◆ **Rumusan Soal A**:
Tentukan apakah setiap pernyataan berikut sesuai dengan berita tentang beasiswa Unilak. Jawab ya atau tidak, lalu kutip kata-kata teks yang menentukannya tanpa diubah.
(i) Dana beasiswa Cendikia bersumber dari gaji sertifikasi dosen yang disisihkan.
(ii) Dari setiap fakultas dipilih lima orang mahasiswa penerima beasiswa.
(iii) Beasiswa diserahkan di aula gedung Rektorat Unilak.

==== Teks Sumber ====

[Kabar] Akademisi: Mahasiswa Kesulitan Membayar Biaya Kuliah Adalah Persoalan Sistemis

[Kabar] Akademisi: Mahasiswa Kesulitan Membayar Biaya Kuliah Adalah Persoalan Sistemis

Muslimah News, NASIONAL — Universitas Lancang Kuning (Unilak) Riau kembali menyalurkan beasiswa Cendikia kepada mahasiswa yang kurang mampu pada Jumat (8-3-2024). Sumber dana beasiswa berasal dari gaji sertifikasi dosen yang disisihkan. Penyerahan dilakukan di aula gedung Rektorat Unilak.

Lebih dari 110 dosen Unilak ikut berpartisipasi menyisihkan gaji untuk 36 mahasiswa yang tersebar di sembilan fakultas Unilak. Setiap fakultas diseleksi dan dipilih sebanyak empat orang mahasiswa yang memiliki nilai akademik yang baik dan dari keluarga yang kurang mampu. Sejak diluncurkan delapan tahun lalu, total penerima beasiswa hampir 400 orang.

Masalah Sistemis

Akademisi sekaligus pengamat sosial ekonomi Yeni Asropi, Ph.D. memandang, banyaknya mahasiswa yang kesulitan membayar biaya kuliah adalah masalah sistemis.

“Fakta begitu banyaknya mahasiswa yang mengalami kesulitan membayar biaya kuliah saat ini, bukan bersifat kasuistik, tetapi merupakan masalah sistemis karena sifatnya sangat meluas dan belum ada solusi tuntas,” ungkapnya kepada MNews, Selasa (19-3-2024)

Berbagai upaya, lanjutnya, telah dilakukan, termasuk oleh para dosen yang layak mendapat apresiasi, tetapi sangat terbatas karena solusi ini bersifat individual.

“Oleh karenanya, untuk mencari solusi yang tuntas, kita perlu melihat akar masalah dari biaya pendidikan tinggi yang makin lama makin memberatkan masyarakat,” tuturnya.

Meroketnya biaya pendidikan yang harus dibayar oleh mahasiswa, menurutnya, merupakan dampak dari sudut pandang kapitalisme yang menggolongkan pendidikan sebagai salah satu komoditas yang diperdagangkan.

====

◆ **Rumusan Soal B**:
Tulis ulang semua catatan dari set pelabelan titik dengan mengganti "umbrella" menjadi "parasol" tanpa mengubah bagian lainnya. Gambar tidak perlu disertakan dalam jawaban.

==== Catatan yang Digunakan ====

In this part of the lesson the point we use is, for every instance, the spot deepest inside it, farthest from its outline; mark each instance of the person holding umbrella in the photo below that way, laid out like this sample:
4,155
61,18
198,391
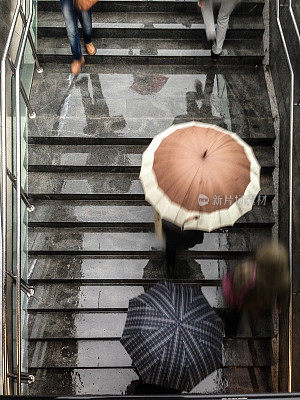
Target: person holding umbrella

====

◆ **Jawaban Latihan A**:
(i) Ya: "Sumber dana beasiswa berasal dari gaji sertifikasi dosen yang disisihkan."
(ii) Tidak: "Setiap fakultas diseleksi dan dipilih sebanyak empat orang mahasiswa"
(iii) Ya: "Penyerahan dilakukan di aula gedung Rektorat Unilak."

◆ **Jawaban Latihan B**:
In this part of the lesson the point we use is, for every instance, the spot deepest inside it, farthest from its outline; mark each instance of the person holding parasol in the photo below that way, laid out like this sample:
4,155
61,18
198,391
Target: person holding parasol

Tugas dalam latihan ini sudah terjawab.